### WHAT NEEDS TO BE DONE
Please print the records below word for word.

BEGIN RECORDS SHOWN

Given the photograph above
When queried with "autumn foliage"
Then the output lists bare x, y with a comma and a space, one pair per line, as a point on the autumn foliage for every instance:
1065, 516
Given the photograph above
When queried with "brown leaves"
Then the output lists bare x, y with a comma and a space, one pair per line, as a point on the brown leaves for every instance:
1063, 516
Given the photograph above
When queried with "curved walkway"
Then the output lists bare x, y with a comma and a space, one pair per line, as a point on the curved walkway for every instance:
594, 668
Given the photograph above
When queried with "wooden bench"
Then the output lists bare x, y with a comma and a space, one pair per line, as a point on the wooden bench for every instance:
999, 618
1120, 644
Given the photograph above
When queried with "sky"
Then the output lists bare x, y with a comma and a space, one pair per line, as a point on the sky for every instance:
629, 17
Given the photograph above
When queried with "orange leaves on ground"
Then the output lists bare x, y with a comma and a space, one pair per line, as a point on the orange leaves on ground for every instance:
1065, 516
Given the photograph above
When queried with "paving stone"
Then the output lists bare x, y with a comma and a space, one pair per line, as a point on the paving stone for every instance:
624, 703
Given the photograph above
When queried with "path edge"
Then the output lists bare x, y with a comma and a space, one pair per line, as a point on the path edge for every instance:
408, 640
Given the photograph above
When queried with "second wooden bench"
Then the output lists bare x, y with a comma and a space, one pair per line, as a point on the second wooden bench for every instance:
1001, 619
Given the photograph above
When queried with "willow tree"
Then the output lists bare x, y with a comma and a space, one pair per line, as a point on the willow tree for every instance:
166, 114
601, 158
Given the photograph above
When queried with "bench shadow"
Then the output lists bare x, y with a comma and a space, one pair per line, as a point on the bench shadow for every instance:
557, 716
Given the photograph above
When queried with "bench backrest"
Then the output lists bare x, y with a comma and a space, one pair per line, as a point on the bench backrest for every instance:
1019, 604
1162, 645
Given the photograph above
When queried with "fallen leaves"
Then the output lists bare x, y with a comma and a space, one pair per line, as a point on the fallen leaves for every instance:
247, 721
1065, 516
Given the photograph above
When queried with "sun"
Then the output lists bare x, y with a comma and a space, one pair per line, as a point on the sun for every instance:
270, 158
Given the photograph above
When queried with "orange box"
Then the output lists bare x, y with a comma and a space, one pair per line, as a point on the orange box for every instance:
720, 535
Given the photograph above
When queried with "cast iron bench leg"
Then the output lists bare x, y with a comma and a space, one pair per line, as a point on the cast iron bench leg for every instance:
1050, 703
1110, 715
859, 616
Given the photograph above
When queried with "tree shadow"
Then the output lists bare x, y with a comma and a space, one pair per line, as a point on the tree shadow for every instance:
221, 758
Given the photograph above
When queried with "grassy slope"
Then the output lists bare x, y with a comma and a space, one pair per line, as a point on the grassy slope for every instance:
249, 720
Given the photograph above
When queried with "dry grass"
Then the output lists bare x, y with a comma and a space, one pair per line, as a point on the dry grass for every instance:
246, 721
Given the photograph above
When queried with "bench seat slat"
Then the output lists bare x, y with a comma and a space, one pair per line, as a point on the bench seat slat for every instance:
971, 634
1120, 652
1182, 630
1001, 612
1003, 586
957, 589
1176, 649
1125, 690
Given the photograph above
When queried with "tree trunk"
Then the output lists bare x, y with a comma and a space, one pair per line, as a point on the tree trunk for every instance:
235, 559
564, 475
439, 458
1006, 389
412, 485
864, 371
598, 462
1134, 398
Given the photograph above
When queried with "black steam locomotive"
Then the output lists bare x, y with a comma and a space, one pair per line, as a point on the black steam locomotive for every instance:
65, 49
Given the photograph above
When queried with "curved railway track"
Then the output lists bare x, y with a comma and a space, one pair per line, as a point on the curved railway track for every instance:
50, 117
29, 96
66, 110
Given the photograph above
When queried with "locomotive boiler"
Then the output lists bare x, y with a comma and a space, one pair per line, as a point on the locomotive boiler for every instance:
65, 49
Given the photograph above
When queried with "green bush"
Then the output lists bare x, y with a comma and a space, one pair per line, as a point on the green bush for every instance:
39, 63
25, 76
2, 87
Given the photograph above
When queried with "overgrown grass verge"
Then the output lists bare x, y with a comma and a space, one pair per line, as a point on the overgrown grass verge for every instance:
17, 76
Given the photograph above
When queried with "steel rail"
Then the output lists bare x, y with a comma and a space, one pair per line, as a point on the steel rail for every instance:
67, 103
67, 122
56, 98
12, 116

END RECORDS SHOWN

### SOLUTION
Given the photograph above
When queried with "autumn foliage"
Then the output lists bare x, y with a comma and a space, one pair per line, as a point on the autumn foliage for every instance:
1065, 516
Given the photograph above
When queried with "brown leaves"
Then the output lists bare x, y with a comma and a space, one pair per line, as a point on the brown leaves for every instance:
1063, 516
Given the photograph above
When queried with "curved walkway"
Then the output lists bare x, y with a comma and a space, one pair per line, as a point on the curved walkway for every instance:
594, 668
Given the photograph above
When queried with "wooden bench"
Then the output lists bare x, y with a comma and a space, one pair per line, as a point on the wooden bench for every instance:
999, 618
1120, 644
Given the photograph above
When queried with "sky"
Then the output lists bare x, y with a comma and a space, one pair per line, as a point on the sky for every instance:
629, 17
Given the photograph above
When queried with "orange leaves on ground"
Then the output lists bare x, y with a comma and a space, one pair per line, as a point on the orange leaves on ground for every instance:
1065, 516
Given the photograph above
When queried with "paving stone"
Then the output lists bare x, y with a comma and a space, one pair per line, as a point on the paving stone for every instance:
624, 703
Given the photograph above
When queried with "path edge"
Then the output lists bare x, y with a comma and a space, one pair per line, as a point on the path edge for every instance:
408, 640
Given the photograph above
When queried with "second wooden bench"
Then the output lists bare x, y with a comma and a space, one pair per line, as a point on the second wooden bench for every instance:
1001, 619
Given the photograph above
When queried with "willow tree"
Then the output lists bare x, y with a comma and a space, one pair per line, as a point on the willow tree for every instance:
166, 114
601, 158
Given the photograph above
When queried with "bench shadow"
Then the output lists bare x, y with a comma and a space, one pair per line, as a point on the bench shadow for every instance:
557, 716
Given the photograph above
When queried with "bench backrest"
Then the output lists bare x, y with a comma and a space, one pair per line, as a point on the bench backrest for every instance:
1019, 604
1162, 645
Given the photograph above
When queried with "fallen leaves"
Then the output lists bare x, y with a comma and a space, one pair per line, as a point on the fallen leaves for every instance:
247, 721
1065, 516
Given the photograph above
When queried with "sun"
Then the output lists bare x, y with a comma and a space, one pair per line, as a point on the sun for every instance:
270, 158
Given the photograph above
When queried with "orange box"
Then the output lists bare x, y with a comma and a space, one pair per line, as a point on the orange box for every instance:
720, 535
Given the photograph above
When queried with "cast iron bench leg"
Then the output lists bare x, y with a comma and a space, one pair per line, as a point on the cast iron bench leg for every instance:
1050, 703
1110, 715
859, 616
Given the photograph above
When queried with "tree shadow"
Then the output lists bare x, y with a comma and a space, one pair per line, as a point on the tree shadow for every instance:
221, 758
Given the photograph above
When queried with "grassy slope"
Then the output lists bare x, y with a comma and a space, one pair per line, as a point on the grassy slope for every instance:
249, 720
Given the photograph above
When queried with "dry grass"
Then the output lists bare x, y with a comma and a space, one pair per line, as a point on the dry grass for every instance:
246, 721
Given the photograph above
When queried with "bench seat slat"
Then the output lists bare x, y with a comma and a space, one pair per line, as a point on the bench seat slat for every instance:
971, 634
1120, 652
1182, 630
1001, 612
1003, 586
957, 589
1176, 649
1125, 690
Given the photograph above
When queried with "tree trunk"
Then the output lists bare x, y with a comma and a space, one pair per line, as a point on the tree trunk for every instance:
235, 559
564, 475
439, 458
1006, 389
412, 485
864, 371
598, 462
1134, 398
Given the photograph above
When queried with "black steam locomotive"
Then the output lists bare x, y with a comma and a space, one pair per line, as a point on the black steam locomotive for every instance:
65, 49
Given the photograph above
When queried with "curved railway track"
Then the output lists bare x, y with a comma and a space, one pair per line, as a point on the curved railway track for every instance:
50, 117
29, 96
66, 110
Given the photograph above
When queried with "locomotive boiler"
Then the output lists bare x, y with a comma and a space, one pair per line, as a point on the locomotive boiler for every instance:
65, 49
Given the photograph above
When queried with "green bush"
Then the output lists bare x, y with a comma and a space, one pair per line, as a point on the green bush for every instance:
39, 63
25, 76
2, 87
Given the photograph above
When queried with "overgrown grass verge"
Then the output lists bare x, y with a comma and a space, one pair per line, as a point on the overgrown grass verge for every instance:
17, 76
Given the photograph above
When queried with "steel rail"
Then the output lists bare x, y with a comma and a space, one pair per line, as a point on the steel rail for every instance:
67, 103
67, 122
56, 98
12, 116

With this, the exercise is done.